### TASK
Output the lines that follow exactly as they are.

### RAW RECORDS
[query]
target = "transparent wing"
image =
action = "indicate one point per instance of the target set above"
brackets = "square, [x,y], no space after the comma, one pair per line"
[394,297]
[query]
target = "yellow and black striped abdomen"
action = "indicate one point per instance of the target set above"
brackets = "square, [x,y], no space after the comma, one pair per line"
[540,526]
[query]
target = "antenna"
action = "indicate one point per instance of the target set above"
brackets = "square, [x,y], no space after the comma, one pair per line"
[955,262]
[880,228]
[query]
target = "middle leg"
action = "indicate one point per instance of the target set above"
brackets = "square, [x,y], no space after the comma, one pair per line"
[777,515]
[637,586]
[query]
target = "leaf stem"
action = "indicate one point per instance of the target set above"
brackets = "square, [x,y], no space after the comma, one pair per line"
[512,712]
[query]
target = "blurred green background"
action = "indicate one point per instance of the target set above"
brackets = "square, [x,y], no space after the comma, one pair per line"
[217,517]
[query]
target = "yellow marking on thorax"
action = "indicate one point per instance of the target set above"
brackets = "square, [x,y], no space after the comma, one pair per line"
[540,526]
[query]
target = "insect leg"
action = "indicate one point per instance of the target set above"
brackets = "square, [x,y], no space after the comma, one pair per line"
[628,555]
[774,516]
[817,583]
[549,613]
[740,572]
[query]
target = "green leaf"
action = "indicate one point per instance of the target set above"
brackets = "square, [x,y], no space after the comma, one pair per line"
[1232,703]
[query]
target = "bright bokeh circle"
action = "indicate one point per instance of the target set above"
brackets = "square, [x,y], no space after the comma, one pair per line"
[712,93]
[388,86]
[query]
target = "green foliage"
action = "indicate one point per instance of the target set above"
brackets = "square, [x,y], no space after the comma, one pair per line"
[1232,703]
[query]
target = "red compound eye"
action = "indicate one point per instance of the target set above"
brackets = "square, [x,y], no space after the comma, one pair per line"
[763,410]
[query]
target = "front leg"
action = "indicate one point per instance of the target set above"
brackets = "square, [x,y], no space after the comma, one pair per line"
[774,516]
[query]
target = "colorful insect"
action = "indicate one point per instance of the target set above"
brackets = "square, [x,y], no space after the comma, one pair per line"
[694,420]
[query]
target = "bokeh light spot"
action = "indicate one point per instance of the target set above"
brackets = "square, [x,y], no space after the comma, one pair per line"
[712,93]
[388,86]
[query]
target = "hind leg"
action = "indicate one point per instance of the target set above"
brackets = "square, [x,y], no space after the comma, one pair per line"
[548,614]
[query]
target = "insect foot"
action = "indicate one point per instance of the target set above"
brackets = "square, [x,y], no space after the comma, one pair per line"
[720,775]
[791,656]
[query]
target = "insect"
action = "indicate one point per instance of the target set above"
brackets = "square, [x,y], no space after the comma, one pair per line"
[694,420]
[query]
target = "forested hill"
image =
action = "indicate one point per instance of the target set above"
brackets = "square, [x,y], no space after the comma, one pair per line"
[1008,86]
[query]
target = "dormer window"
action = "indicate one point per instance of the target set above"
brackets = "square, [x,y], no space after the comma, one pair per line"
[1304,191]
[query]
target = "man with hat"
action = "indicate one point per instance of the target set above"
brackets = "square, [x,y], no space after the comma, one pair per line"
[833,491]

### EXERCISE RESULT
[query]
target = "transparent wing"
image =
action = "indicate one point per instance of the target set above"
brackets = "square, [x,y], no space after the comma, one pair per line"
[394,297]
[query]
target = "yellow and black striped abdomen"
action = "indicate one point per instance of the target set above"
brackets = "square, [x,y], no space after the comma, one pair per line"
[540,526]
[query]
target = "antenna"
action = "indicate one point per instance of the target set above"
brackets = "square, [x,y], no space after the comma, one pair per line"
[955,262]
[880,228]
[query]
target = "middle leg"
action = "indicate one point per instance of the target set above"
brackets = "square, [x,y], no space after the comma, one pair per line"
[777,515]
[637,586]
[query]
target = "leaf stem"
action = "indicate one point per instance of the target set above"
brackets = "square, [x,y], no space after the comma, one pair per line"
[512,712]
[query]
target = "blurred green background"
action = "indicate one point per instance of the target set above"
brackets = "square, [x,y], no space after the comma, one pair per line"
[217,517]
[query]
target = "yellow marking on thorax"
action = "indicate one point per instance of the target set above"
brackets = "square, [x,y], no space after the comma, one pair per line"
[540,526]
[query]
target = "insect leg"
action = "indicate one point per instance of the target set above"
brackets = "square, [x,y], no space after the comma, one pair per line"
[628,555]
[774,516]
[817,583]
[549,613]
[740,572]
[query]
target = "green leaf"
action = "indicate one point per instance of the target set above"
brackets = "square, [x,y], no space after the comma, one pair per line"
[1232,703]
[query]
target = "bright bokeh circle"
action = "indicate one point per instance of the target set above"
brackets = "square, [x,y], no space after the comma, one pair per line"
[712,93]
[388,86]
[query]
target = "green foliage"
action = "indicate one point per instance of the target set above"
brackets = "square, [x,y], no space after the comma, one pair per line"
[1232,703]
[query]
target = "red compound eye"
action = "indicate one point per instance of the target set above"
brackets = "square, [x,y], no space after the comma, one pair per line"
[763,410]
[query]
target = "front leg"
action = "indicate one point per instance of the target set above"
brackets = "square, [x,y], no space after the comma, one pair per line"
[774,516]
[query]
target = "colorful insect"
action = "indicate one point per instance of the target set above"
brackets = "square, [x,y], no space after the comma, one pair per line"
[694,420]
[query]
target = "bokeh light spot"
action = "indicate one point per instance of the target set above"
brackets = "square, [x,y], no space after the comma, one pair per line"
[712,93]
[388,86]
[query]
target = "hind leg"
action = "indicate one point per instance of the target set above"
brackets = "square, [x,y], no space after the comma, one pair per line"
[548,614]
[query]
target = "insect foot"
action = "indicate one point per instance of the target set above"
brackets = "square, [x,y], no space after the comma, one pair per line"
[720,775]
[791,656]
[query]
target = "insect"
action = "indicate one point per instance of the target set above"
brackets = "square, [x,y], no space after the comma, one pair per line"
[694,420]
[query]
target = "forested hill"
image =
action = "indicate one point per instance of the target set above"
brackets = "square, [x,y], no space after the comma, one pair per line"
[1008,86]
[query]
target = "dormer window"
action = "indicate one point per instance of the target set above"
brackets = "square, [x,y], no space after the comma, one pair per line"
[1304,191]
[query]
target = "man with hat"
action = "indicate one point per instance of the target set above"
brackets = "square, [x,y], no space after the comma, one pair per line"
[833,491]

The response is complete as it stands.